- **TASK INSTRUCTIONS**
Report the number of lines in the entries below that include the word "written", and nothing else.

- **LISTED ENTRIES**
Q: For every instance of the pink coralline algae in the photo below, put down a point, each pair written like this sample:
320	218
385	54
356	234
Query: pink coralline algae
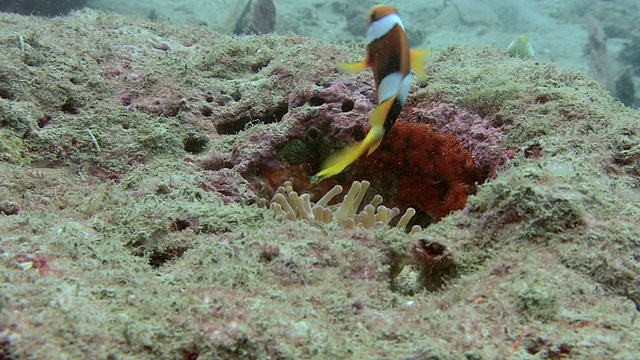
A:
477	134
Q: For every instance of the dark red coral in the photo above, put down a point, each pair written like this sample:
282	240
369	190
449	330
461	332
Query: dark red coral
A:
419	167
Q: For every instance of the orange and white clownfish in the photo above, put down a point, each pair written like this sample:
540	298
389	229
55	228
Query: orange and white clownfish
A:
391	60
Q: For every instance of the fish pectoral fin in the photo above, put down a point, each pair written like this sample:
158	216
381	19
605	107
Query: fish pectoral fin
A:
354	67
418	58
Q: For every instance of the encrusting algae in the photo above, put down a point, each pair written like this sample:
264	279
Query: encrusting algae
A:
293	206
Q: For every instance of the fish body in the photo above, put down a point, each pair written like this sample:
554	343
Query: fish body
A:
521	47
391	61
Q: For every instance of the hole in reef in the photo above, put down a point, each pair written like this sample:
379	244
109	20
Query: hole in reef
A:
271	115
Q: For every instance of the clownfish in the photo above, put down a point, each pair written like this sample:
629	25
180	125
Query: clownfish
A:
391	60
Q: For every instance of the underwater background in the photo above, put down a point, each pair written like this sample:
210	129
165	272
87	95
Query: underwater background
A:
158	197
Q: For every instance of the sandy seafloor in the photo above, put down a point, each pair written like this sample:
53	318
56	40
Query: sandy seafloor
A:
133	153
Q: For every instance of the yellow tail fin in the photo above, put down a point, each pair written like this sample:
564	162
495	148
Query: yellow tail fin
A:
347	156
418	58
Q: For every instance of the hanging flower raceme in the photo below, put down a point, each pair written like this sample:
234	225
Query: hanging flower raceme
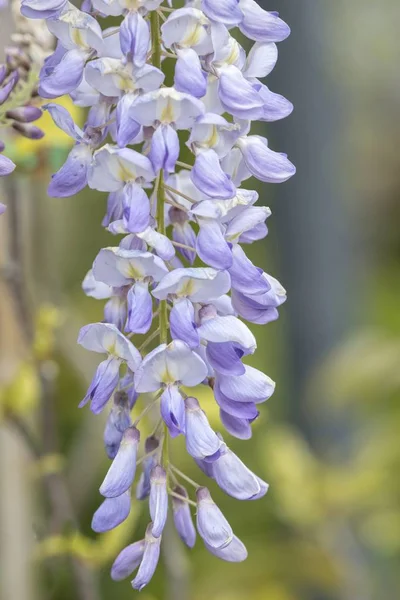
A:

- **RESPONSE**
12